## Directive 1
Find every line in the records that contains the word "black" and copy each of those lines.

## Provided passage
▬▬▬▬▬▬

Enabling also logging.level.reactor.netty.channel.ChannelOperations=TRACE we can see different exception during the cancel
Full log in attachment channelOperationsExceptionCancel.txt

2023-10-17T12:11:00.851+03:00  INFO 29380 --- [     parallel-4] reactor.Mono.Just.378                    : | onComplete()

java.lang.Exception: ChannelOperation terminal stack
	at reactor.netty.channel.ChannelOperations.terminate(ChannelOperations.java:477) ~[reactor-netty-core-1.1.11.jar:1.1.11]
	at io.netty.util.concurrent.AbstractEventExecutor.runTask$$$capture(AbstractEventExecutor.java:174) ~[netty-common-4.1.97.Final.jar:4.1.97.Final]
	at io.netty.util.concurrent.AbstractEventExecutor.runTask(AbstractEventExecutor.java) ~[netty-common-4.1.97.Final.jar:4.1.97.Final]
	at io.netty.util.concurrent.AbstractEventExecutor.safeExecute$$$capture(AbstractEventExecutor.java:167) ~[netty-common-4.1.97.Final.jar:4.1.97.Final]
	at io.netty.util.concurrent.AbstractEventExecutor.safeExecute(AbstractEventExecutor.java) ~[netty-common-4.1.97.Final.jar:4.1.97.Final]
	at io.netty.util.concurrent.SingleThreadEventExecutor.runAllTasks(SingleThreadEventExecutor.java:470) ~[netty-common-4.1.97.Final.jar:4.1.97.Final]
	at io.netty.channel.nio.NioEventLoop.run(NioEventLoop.java:569) ~[netty-transport-4.1.97.Final.jar:4.1.97.Final]
	at io.netty.util.concurrent.SingleThreadEventExecutor$4.run(SingleThreadEventExecutor.java:997) ~[netty-common-4.1.97.Final.jar:4.1.97.Final]
	at io.netty.util.internal.ThreadExecutorMap$2.run(ThreadExecutorMap.java:74) ~[netty-common-4.1.97.Final.jar:4.1.97.Final]
	at io.netty.util.concurrent.FastThreadLocalRunnable.run(FastThreadLocalRunnable.java:30) ~[netty-common-4.1.97.Final.jar:4.1.97.Final]
	at java.base/java.lang.Thread.run(Thread.java:833) ~[na:na]

2023-10-17T12:11:00.855+03:00  INFO 29380 --- [ctor-http-nio-8] reactor.Mono.Just.378                    : | cancel()

▬▬▬▬▬▬

## Data provided
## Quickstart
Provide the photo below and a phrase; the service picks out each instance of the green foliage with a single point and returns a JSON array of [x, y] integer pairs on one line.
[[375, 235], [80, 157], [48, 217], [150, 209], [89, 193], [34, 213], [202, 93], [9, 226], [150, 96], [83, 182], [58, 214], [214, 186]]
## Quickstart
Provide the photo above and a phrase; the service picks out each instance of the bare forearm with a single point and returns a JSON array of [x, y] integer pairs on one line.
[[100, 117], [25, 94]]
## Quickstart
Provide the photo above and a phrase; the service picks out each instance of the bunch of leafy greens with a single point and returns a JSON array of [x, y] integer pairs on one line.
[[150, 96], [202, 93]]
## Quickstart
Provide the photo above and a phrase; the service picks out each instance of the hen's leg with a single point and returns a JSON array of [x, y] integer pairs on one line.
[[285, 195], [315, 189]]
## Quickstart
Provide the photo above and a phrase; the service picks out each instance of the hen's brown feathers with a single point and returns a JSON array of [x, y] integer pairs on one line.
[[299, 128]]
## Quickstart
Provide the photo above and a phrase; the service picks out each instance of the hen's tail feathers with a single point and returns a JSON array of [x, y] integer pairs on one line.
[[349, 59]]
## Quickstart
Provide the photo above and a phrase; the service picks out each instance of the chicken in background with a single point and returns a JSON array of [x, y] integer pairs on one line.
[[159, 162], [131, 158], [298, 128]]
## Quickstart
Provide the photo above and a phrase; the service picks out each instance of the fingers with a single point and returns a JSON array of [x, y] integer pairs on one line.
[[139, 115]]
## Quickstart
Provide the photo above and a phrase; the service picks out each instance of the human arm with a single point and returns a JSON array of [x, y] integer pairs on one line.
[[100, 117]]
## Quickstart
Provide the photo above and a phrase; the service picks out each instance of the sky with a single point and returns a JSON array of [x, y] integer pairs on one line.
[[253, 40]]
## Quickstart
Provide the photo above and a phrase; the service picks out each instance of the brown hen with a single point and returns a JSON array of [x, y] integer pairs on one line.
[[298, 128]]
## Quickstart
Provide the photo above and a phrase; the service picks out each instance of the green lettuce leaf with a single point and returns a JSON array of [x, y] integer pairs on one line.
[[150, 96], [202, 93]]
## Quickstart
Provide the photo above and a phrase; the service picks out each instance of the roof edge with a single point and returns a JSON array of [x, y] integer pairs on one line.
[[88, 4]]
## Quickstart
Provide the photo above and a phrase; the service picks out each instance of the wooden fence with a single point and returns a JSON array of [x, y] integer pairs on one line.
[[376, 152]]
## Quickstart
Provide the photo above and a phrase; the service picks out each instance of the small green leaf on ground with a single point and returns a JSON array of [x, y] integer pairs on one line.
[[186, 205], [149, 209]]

▬▬▬▬▬▬

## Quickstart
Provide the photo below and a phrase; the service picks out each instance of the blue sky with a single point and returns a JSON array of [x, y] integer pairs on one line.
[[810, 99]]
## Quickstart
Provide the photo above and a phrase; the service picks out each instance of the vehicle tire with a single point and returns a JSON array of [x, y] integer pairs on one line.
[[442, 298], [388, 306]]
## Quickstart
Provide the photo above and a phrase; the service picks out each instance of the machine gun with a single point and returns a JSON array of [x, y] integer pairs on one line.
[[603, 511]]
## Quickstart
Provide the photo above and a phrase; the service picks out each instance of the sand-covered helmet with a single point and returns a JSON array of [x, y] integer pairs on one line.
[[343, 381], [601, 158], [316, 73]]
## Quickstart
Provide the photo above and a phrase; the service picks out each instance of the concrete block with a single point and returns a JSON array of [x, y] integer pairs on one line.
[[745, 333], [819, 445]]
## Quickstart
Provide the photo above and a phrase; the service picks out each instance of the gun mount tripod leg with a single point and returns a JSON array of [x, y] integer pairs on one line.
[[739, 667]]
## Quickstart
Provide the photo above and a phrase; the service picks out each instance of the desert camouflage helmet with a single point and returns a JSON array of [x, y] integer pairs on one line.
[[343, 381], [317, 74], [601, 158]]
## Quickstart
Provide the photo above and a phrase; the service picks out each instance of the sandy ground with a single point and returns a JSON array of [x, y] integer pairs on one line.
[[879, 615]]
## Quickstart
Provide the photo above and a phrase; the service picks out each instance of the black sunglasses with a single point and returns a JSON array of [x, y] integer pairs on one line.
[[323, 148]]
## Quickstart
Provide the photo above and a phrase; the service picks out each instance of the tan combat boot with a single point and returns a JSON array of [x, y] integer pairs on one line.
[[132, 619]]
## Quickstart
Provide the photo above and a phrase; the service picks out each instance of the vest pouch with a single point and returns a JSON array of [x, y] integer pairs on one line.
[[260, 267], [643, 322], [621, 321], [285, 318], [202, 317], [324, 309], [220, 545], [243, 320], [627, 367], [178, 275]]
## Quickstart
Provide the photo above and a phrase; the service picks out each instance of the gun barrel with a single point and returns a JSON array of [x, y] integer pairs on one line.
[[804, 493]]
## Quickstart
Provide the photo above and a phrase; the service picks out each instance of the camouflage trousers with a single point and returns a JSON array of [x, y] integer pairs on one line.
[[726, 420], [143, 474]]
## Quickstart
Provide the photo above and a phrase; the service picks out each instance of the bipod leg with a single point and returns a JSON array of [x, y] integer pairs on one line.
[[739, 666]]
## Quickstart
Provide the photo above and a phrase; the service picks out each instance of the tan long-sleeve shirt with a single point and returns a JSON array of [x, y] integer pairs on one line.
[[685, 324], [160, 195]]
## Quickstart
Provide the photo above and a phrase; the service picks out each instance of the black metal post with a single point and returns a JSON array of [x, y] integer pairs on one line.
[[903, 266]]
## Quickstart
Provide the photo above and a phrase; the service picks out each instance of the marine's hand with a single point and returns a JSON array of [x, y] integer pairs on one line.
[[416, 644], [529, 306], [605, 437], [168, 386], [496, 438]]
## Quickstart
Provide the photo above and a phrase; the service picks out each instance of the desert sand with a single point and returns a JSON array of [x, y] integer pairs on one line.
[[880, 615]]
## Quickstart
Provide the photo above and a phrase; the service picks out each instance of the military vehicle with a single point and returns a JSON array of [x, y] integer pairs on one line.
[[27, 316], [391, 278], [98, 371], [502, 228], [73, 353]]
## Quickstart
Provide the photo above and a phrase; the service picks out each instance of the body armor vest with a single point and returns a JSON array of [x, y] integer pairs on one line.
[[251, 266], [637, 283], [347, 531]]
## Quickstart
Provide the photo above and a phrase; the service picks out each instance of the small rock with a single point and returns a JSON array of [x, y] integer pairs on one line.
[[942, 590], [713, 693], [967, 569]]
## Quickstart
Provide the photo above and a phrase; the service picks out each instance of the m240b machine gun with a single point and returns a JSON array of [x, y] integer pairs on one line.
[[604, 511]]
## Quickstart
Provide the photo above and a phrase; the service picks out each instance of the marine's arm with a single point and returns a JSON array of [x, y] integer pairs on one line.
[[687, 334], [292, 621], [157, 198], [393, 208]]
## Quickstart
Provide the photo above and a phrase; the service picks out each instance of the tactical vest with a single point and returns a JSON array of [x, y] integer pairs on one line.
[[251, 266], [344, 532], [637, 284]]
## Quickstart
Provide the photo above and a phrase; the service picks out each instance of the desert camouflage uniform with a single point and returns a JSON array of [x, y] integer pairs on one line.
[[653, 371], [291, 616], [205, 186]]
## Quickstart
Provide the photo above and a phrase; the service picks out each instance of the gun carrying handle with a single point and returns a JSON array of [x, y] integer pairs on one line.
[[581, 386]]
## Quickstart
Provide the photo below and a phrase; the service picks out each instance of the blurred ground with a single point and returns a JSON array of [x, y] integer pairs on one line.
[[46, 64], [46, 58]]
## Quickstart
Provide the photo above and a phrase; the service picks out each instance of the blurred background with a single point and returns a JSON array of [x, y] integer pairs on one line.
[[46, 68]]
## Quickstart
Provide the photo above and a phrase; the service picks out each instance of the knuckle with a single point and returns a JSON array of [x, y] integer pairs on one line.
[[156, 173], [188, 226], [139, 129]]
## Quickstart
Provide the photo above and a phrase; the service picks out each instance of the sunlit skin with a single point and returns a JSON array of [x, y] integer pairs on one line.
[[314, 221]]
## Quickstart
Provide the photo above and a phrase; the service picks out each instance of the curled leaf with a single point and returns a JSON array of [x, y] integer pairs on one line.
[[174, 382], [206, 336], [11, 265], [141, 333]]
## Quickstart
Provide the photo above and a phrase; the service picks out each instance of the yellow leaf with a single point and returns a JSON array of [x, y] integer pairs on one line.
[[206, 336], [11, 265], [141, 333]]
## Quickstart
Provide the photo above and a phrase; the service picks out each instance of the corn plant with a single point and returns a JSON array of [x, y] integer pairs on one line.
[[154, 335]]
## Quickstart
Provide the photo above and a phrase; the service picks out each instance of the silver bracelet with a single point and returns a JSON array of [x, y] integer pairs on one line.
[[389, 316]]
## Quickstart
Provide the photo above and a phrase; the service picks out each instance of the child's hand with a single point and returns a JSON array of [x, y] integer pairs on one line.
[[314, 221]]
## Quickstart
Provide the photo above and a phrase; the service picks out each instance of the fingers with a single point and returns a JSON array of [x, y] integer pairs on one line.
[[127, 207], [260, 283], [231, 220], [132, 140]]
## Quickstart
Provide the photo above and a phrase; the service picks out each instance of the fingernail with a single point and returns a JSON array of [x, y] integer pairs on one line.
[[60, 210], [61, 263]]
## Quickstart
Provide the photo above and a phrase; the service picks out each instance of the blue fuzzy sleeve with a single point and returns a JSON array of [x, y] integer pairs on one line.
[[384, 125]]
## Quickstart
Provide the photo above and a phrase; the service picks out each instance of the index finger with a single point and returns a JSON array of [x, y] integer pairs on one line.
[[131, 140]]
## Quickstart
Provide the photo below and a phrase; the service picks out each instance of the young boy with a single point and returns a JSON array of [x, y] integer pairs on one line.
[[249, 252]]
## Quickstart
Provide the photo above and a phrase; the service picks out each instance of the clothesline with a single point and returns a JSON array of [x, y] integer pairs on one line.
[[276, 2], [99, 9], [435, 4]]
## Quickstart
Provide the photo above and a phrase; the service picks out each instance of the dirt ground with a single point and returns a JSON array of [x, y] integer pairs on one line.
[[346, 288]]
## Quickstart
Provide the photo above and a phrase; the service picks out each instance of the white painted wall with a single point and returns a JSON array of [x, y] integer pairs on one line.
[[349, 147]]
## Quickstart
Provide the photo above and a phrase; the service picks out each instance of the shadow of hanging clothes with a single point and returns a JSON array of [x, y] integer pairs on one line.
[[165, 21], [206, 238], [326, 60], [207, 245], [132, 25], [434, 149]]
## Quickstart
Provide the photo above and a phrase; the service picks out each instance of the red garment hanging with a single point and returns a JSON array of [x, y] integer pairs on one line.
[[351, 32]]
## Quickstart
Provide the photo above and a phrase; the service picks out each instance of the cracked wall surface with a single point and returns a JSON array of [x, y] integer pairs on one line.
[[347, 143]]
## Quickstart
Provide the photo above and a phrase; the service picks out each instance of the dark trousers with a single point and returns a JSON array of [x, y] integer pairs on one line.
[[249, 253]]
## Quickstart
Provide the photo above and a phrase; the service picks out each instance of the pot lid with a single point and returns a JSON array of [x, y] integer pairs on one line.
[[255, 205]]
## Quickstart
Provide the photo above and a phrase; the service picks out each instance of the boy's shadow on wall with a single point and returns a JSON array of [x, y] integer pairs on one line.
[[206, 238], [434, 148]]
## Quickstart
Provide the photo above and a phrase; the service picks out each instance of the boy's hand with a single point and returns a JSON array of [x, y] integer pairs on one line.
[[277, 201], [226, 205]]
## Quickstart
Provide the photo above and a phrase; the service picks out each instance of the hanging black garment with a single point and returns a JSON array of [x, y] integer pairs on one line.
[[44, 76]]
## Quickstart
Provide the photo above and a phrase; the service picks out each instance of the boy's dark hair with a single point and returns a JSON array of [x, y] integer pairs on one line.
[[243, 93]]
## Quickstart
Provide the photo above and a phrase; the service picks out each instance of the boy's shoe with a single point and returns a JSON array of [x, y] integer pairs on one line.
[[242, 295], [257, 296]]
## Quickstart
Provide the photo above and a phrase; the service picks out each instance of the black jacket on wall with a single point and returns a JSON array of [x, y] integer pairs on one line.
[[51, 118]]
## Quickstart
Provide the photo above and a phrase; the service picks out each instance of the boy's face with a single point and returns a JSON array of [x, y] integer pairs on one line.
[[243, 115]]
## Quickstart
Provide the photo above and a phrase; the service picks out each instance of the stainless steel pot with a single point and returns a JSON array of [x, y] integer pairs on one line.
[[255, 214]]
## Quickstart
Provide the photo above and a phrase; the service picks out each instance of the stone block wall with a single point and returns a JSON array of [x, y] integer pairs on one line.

▬▬▬▬▬▬

## Directive 2
Please answer these questions from the log excerpt above, each on its own line:
(a) Which logging level was enabled for reactor.netty.channel.ChannelOperations?
(b) What is the name of the attachment that holds the full log?
(c) Which version of reactor-netty-core appears in the stack trace?

## Exercise output 1
Provide the photo above and a phrase; the service picks out each instance of the black sunglasses with a single point and returns a JSON array of [x, y] integer pairs on one line.
Provide the photo above and a phrase; the service picks out each instance of the black metal post with a single point and returns a JSON array of [x, y] integer pairs on one line.
Provide the photo above and a phrase; the service picks out each instance of the hanging black garment with a single point and returns a JSON array of [x, y] integer pairs on one line.
Provide the photo above and a phrase; the service picks out each instance of the black jacket on wall with a single point and returns a JSON array of [x, y] integer pairs on one line.

## Exercise output 2
(a) TRACE
(b) channelOperationsExceptionCancel.txt
(c) 1.1.11